> [TÂCHES À RÉALISER]:
(1) Imprimez à l'identique le passage du texte fourni qui va de "Et si nous n’avons" jusqu'à "dont nous disposons." inclus.
(2) Dites si chacune des affirmations ci-dessous concorde avec le texte fourni, en répondant par oui ou par non et en citant mot pour mot les termes du texte qui permettent de trancher. (a) D'après la phrase de Shimôn HaTsadik, le monde repose sur trois choses. (b) Selon le texte fourni, l'esclave peut disposer de son temps comme bon lui semble. (c) Le commentaire sur le mot « gravé » est attribué à Shimôn HaTsadik.

── TEXTE FOURNI

Et si nous n’avons pas de facilité pour étudier un domaine si particulier que toute la sagesse contenue dans notre Loi ? Nous pouvons fort bien nous tourner vers les « bonnes actions », de manière à faire preuve d’amour envers les autres, peu importe les moyens dont nous disposons. 

C’est encore dans les Pirké Avoth, que nous trouvons la célèbre phrase énoncée par Shimôn HaTsadik : 

                                            …על שלושה דברים העולם עומד : על התורה, על העבודה ועל גמילות חסדים

Le monde repose sur trois choses : la Torah, le Culte de Dieu, et les actes de bonté et d’amour. 

Sous l’expression « Guemilouth Hassadim », sont regroupées toutes les actions qui peuvent améliorer les relations entre Hommes et permettre éventuellement de soulager des souffrances, et de réparer des injustices sociales, pour alléger les fardeaux qui pèsent sur certains, prendre une part à l’affliction des uns, à donner du courage aux malades… 

Par ce biais, nous pouvons nous rapprocher de notre Créateur. Avoir toujours la Torah présente à nos esprits, nous permet aussi de ressentir une certaine joie, et de ressentir une certaine liberté… Lorsque Dieu promulgua Sa Loi et nous la donna, le mot « gravé » (Exode – Shemot – chapitre 32 verset 16) apparaît dans le texte, pour nous signifier, par la méthode du « remez » (l’allusion), ainsi que nous le dit le commentaire de Rabbi Josué ben Lévi : « ne lis pas gravé, mais liberté ». Le mot graver חרתs’écrit avec les mêmes lettres que le mot liberté חרות. En faisant ce commentaire, Rabbi Josué ben Lévi veut nous signifier, que c’est en étudiant la Torah que l’on acquiert sa liberté. L’esclave n’est pas maître de son temps, mais l’homme libre peut disposer de son temps comme bon lui semble.

────
── LIGNES FOURNIES

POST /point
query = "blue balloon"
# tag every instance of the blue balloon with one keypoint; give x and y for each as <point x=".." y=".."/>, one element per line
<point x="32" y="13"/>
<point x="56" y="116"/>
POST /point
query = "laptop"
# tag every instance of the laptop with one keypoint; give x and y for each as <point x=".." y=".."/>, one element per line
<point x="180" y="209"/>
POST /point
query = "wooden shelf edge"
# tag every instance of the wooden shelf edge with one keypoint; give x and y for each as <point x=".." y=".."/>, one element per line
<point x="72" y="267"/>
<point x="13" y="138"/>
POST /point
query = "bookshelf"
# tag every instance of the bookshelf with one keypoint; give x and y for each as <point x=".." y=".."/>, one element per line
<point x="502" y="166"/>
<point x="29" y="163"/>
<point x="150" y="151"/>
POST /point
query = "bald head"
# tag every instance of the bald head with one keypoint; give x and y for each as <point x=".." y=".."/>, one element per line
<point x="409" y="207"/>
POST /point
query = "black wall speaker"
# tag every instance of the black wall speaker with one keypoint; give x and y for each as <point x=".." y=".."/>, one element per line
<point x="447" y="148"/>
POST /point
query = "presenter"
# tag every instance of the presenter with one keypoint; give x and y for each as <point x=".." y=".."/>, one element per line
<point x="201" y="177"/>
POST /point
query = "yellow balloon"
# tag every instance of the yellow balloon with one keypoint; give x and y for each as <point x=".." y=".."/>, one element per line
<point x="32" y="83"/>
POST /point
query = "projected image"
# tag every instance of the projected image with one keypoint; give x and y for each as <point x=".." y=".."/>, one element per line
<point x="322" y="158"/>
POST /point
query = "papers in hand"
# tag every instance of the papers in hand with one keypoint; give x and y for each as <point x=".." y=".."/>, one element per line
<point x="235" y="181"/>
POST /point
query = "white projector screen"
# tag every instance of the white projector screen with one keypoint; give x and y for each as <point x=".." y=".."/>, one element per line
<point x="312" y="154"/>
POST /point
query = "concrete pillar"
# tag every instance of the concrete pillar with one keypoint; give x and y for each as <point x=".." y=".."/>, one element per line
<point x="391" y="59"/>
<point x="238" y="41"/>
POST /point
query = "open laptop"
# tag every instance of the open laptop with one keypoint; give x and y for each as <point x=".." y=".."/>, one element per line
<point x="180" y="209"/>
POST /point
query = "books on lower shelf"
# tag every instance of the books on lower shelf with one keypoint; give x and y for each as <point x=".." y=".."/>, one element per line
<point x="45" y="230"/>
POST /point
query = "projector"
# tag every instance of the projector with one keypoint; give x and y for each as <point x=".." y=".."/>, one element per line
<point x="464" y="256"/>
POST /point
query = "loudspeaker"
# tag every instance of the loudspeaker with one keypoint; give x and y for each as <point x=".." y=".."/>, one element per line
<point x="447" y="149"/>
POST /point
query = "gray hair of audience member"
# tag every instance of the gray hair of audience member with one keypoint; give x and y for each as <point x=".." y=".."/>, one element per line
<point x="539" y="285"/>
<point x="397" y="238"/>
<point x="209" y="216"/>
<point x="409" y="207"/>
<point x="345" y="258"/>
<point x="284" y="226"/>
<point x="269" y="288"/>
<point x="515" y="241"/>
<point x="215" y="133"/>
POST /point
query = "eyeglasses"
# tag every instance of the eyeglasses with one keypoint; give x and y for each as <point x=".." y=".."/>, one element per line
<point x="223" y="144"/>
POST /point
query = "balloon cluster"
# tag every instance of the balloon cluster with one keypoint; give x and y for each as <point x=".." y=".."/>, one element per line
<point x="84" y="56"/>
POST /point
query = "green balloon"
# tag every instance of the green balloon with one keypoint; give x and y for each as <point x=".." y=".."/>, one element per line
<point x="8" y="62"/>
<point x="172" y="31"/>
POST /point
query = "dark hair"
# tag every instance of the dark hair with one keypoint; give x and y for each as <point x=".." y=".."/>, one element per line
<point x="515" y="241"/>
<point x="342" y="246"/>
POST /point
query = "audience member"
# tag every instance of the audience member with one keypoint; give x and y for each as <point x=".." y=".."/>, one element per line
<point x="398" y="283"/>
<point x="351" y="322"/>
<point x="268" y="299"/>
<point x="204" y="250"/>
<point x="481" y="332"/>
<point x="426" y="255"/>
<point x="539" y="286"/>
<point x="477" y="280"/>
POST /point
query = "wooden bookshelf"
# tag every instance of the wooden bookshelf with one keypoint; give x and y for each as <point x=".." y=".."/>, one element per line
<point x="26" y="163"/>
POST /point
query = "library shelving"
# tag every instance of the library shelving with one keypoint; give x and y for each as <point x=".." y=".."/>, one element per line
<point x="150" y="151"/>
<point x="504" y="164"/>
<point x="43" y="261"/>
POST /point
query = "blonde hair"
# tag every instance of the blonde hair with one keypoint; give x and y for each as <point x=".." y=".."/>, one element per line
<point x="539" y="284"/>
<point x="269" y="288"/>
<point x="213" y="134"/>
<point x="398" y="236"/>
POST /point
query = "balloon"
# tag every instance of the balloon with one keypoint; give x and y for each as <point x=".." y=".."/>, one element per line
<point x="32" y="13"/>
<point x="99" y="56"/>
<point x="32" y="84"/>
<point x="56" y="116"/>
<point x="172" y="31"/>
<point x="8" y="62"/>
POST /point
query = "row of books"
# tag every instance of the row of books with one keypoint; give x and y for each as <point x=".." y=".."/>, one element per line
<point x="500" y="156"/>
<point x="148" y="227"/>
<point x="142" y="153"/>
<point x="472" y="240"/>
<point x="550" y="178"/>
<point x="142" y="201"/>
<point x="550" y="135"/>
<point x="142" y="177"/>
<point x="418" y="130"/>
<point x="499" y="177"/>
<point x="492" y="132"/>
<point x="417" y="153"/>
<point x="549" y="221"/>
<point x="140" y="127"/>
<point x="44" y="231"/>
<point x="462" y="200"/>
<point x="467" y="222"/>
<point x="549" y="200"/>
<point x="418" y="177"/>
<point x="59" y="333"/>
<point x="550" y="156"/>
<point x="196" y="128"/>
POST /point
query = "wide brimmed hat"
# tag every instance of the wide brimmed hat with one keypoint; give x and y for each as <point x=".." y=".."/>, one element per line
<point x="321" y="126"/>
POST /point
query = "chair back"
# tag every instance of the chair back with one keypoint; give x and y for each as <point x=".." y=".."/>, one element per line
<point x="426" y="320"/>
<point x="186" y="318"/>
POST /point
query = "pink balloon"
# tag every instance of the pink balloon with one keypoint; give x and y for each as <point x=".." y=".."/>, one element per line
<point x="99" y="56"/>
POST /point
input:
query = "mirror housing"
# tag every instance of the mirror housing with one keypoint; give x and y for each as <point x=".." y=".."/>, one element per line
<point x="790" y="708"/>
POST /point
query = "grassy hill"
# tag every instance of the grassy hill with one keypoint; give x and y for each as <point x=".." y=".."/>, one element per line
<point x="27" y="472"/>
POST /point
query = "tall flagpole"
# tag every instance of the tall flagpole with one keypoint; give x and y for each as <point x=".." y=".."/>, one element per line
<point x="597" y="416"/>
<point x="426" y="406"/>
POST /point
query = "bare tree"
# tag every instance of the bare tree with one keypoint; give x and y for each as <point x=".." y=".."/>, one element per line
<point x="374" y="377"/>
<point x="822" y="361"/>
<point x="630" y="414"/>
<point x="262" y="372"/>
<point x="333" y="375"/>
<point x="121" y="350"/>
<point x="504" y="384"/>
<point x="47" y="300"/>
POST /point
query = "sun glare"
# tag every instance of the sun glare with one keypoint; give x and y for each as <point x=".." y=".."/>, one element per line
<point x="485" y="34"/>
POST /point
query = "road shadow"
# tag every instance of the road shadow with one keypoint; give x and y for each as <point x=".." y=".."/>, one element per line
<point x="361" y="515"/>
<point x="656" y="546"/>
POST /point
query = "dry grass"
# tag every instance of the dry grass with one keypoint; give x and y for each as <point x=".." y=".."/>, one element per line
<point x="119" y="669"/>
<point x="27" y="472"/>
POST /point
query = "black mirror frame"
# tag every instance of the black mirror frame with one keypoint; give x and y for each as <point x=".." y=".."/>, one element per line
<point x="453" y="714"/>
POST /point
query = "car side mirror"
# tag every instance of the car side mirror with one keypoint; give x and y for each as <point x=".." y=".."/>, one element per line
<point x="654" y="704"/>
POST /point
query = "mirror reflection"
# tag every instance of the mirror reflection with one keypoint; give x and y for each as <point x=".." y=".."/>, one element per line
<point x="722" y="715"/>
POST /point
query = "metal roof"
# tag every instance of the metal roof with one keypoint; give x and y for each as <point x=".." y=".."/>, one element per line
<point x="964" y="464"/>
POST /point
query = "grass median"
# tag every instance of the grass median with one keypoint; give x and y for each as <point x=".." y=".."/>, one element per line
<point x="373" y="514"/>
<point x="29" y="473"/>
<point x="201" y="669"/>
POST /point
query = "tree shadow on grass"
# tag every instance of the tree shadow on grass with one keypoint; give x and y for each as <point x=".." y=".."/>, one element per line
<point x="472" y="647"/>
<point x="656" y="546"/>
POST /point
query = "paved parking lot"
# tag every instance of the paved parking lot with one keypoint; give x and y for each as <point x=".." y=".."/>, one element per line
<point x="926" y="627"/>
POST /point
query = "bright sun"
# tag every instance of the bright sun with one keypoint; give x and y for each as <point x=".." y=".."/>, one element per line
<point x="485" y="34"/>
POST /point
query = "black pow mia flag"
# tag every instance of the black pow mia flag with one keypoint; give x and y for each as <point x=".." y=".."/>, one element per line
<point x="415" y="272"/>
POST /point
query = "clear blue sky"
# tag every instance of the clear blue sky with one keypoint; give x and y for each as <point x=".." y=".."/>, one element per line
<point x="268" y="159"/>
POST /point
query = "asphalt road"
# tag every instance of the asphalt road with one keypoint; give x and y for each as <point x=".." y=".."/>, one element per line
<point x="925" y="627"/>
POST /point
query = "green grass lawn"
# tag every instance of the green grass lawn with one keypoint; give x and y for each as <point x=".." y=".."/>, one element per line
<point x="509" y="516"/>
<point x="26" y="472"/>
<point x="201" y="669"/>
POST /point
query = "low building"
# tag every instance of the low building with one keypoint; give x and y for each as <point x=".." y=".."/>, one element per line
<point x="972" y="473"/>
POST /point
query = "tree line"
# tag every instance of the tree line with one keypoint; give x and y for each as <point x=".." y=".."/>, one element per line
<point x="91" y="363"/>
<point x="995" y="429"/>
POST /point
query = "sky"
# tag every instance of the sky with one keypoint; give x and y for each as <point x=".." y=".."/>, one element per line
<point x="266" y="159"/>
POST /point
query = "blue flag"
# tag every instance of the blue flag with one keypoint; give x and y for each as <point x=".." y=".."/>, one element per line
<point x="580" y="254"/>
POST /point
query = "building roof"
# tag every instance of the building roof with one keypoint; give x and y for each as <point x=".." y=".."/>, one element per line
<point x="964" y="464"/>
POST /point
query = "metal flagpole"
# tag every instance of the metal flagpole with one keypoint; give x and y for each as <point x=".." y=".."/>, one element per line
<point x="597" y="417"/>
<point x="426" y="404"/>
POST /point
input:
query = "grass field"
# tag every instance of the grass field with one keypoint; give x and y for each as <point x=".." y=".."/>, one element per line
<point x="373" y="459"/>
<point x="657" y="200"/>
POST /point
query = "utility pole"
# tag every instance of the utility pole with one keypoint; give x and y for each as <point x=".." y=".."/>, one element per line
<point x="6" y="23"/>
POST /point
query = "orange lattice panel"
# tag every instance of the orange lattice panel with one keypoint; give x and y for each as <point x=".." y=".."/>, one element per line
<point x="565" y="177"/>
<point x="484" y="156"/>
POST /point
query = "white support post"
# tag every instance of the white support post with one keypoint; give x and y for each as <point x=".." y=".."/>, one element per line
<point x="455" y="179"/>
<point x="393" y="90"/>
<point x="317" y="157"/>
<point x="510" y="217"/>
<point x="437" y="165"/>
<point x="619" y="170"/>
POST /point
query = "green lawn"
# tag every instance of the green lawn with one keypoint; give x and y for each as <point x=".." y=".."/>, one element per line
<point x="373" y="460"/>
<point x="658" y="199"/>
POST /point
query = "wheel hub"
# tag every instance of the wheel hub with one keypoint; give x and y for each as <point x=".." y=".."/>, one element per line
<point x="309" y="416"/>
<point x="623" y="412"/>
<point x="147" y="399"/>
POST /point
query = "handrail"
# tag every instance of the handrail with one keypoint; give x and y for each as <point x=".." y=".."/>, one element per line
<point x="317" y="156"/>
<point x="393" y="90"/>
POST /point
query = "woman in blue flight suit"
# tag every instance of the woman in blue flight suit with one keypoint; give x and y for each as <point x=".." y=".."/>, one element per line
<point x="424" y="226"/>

────

> [RÉPONSES RÉDIGÉES]:
(1)
Et si nous n’avons pas de facilité pour étudier un domaine si particulier que toute la sagesse contenue dans notre Loi ? Nous pouvons fort bien nous tourner vers les « bonnes actions », de manière à faire preuve d’amour envers les autres, peu importe les moyens dont nous disposons.

(2)
(a) Oui : « Le monde repose sur trois choses : la Torah, le Culte de Dieu, et les actes de bonté et d’amour. »
(b) Non : « L’esclave n’est pas maître de son temps, mais l’homme libre peut disposer de son temps comme bon lui semble. »
(c) Non : « ainsi que nous le dit le commentaire de Rabbi Josué ben Lévi »